What you need to do:
a) Decide whether each statement agrees with the production notice below, answering yes or no and quoting the deciding words from it: (i) The production moved to Selwyn Theatre because of a fire at Maidment Theatre. (ii) Elizabeth Hawthorne was performing in Cat On A Hot Tin Roof when the Mercury Theatre collapsed. (iii) The New York Drama Critics' Circle named the play Best Play in 1945.
b) Change "set one pin" to "place one marker" throughout all of the labeling records below, keeping every other line as it is. Leave the pictures out of your answer.

Selected passage:
THE GLASS MENAGERIE

Selwyn Theatre, Kohimarama, Auckland

18/05/2013 - 08/06/2013

Production Details



Antonia Prebble joins Elizabeth Hawthorne for the PwC Season of Tennessee Williams’ The Glass Menagerie Selwyn Theatre in Kohimarama from May 16. 

Due to the recent fire at Maidment Theatre, Auckland Theatre Company has moved the production to Selwyn theatre and postponed its opening by a week.

Prebble has returned home to New Zealand especially for the PwC Season of The Glass Menagerie from the US where she has been based recently and will depart again when the final curtain comes down on the show.

Disruptions during a Tennessee Williams show are nothing new to Auckland Theatre doyen Elizabeth Hawthorne. In 1992 she was performing in The Rose Tattoo alongside Kevin Smith and Sarah Pierse when the Mercury Theatre collapsed. Her other performances in Tennessee Williams, A Street Car Names Desire and Cat On A Hot Tin Roof, have both gone on without a hitch, however.

“Intense, engrossing and riveting.”- San Francisco Chronicle

Awarded Best Play in 1945 by the New York Drama Critics’ Circle and acclaimed as Williams’s first great Broadway success, this emotionally devastating portrait of hope, glitters and reflects with a delicacy and beauty that will fix your gaze and move you to tears.

Items:
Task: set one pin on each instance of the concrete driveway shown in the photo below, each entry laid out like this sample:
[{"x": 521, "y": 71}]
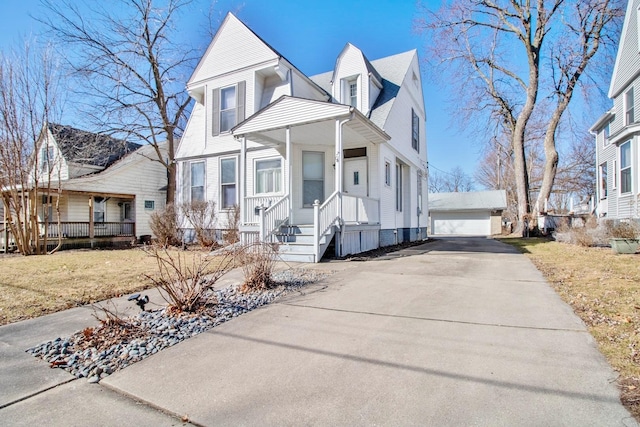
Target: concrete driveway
[{"x": 461, "y": 331}]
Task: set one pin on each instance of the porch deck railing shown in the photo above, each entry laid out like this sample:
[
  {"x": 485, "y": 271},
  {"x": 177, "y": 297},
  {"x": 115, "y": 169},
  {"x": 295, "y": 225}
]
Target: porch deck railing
[
  {"x": 360, "y": 210},
  {"x": 252, "y": 203},
  {"x": 272, "y": 218},
  {"x": 79, "y": 229}
]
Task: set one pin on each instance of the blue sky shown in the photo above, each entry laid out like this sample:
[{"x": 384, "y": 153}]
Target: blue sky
[{"x": 310, "y": 34}]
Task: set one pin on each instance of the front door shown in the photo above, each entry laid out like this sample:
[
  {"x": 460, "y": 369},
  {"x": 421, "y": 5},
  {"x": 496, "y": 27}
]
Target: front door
[{"x": 355, "y": 177}]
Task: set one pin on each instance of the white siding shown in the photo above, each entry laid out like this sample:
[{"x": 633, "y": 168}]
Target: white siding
[
  {"x": 627, "y": 60},
  {"x": 135, "y": 175},
  {"x": 239, "y": 47}
]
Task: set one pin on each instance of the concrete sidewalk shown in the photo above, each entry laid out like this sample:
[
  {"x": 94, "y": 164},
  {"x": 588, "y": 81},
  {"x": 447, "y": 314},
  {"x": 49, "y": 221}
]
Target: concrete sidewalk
[{"x": 455, "y": 332}]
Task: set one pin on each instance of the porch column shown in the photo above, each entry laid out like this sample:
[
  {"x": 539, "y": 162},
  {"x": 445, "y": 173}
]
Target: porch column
[
  {"x": 242, "y": 173},
  {"x": 288, "y": 164},
  {"x": 91, "y": 225}
]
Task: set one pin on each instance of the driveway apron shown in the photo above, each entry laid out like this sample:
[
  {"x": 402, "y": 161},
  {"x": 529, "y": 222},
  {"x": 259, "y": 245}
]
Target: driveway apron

Exercise results:
a)
(i) Yes: "Due to the recent fire at Maidment Theatre, Auckland Theatre Company has moved the production to Selwyn theatre"
(ii) No: "In 1992 she was performing in The Rose Tattoo alongside Kevin Smith and Sarah Pierse when the Mercury Theatre collapsed."
(iii) Yes: "Awarded Best Play in 1945 by the New York Drama Critics’ Circle"

b)
Task: place one marker on each instance of the concrete driveway shown in the photo below, each entry laid out like this sample:
[{"x": 521, "y": 71}]
Target: concrete driveway
[{"x": 461, "y": 331}]
Task: place one marker on each instance of the porch deck railing shown in the photo above, each entry laid out like this sample:
[
  {"x": 485, "y": 271},
  {"x": 177, "y": 297},
  {"x": 115, "y": 169},
  {"x": 295, "y": 225}
]
Target: porch deck railing
[
  {"x": 360, "y": 210},
  {"x": 252, "y": 203},
  {"x": 272, "y": 218},
  {"x": 79, "y": 229}
]
Task: place one marker on each instance of the blue sky shown in the photo above, each entry laid out like this sample:
[{"x": 384, "y": 153}]
Target: blue sky
[{"x": 310, "y": 34}]
Task: place one marker on each instance of the front door shown in the photo above, each entry laid out like this sample:
[
  {"x": 460, "y": 369},
  {"x": 421, "y": 5},
  {"x": 496, "y": 27}
]
Target: front door
[{"x": 355, "y": 177}]
Task: place one marker on each instance of the white siding shown in the photo above, each entry laid out like this sample:
[{"x": 633, "y": 168}]
Target: white siding
[
  {"x": 627, "y": 60},
  {"x": 135, "y": 175},
  {"x": 239, "y": 47}
]
Task: place one marker on each instance of the concrete sidewalk shown in the photo above, each entry laid out like this sample:
[
  {"x": 94, "y": 164},
  {"x": 588, "y": 81},
  {"x": 447, "y": 314},
  {"x": 49, "y": 221}
]
Target: concrete sidewalk
[{"x": 455, "y": 332}]
Task: place one marker on each instance of the porch column shown in the photo above, each entry laid out like this sample:
[
  {"x": 539, "y": 162},
  {"x": 445, "y": 173}
]
Target: porch column
[
  {"x": 242, "y": 173},
  {"x": 288, "y": 164},
  {"x": 91, "y": 225}
]
Task: place one marker on each instance of the driveway apron shown in the photo above, each entry laid out like this sample:
[
  {"x": 402, "y": 161},
  {"x": 529, "y": 222},
  {"x": 259, "y": 245}
]
Target: driveway apron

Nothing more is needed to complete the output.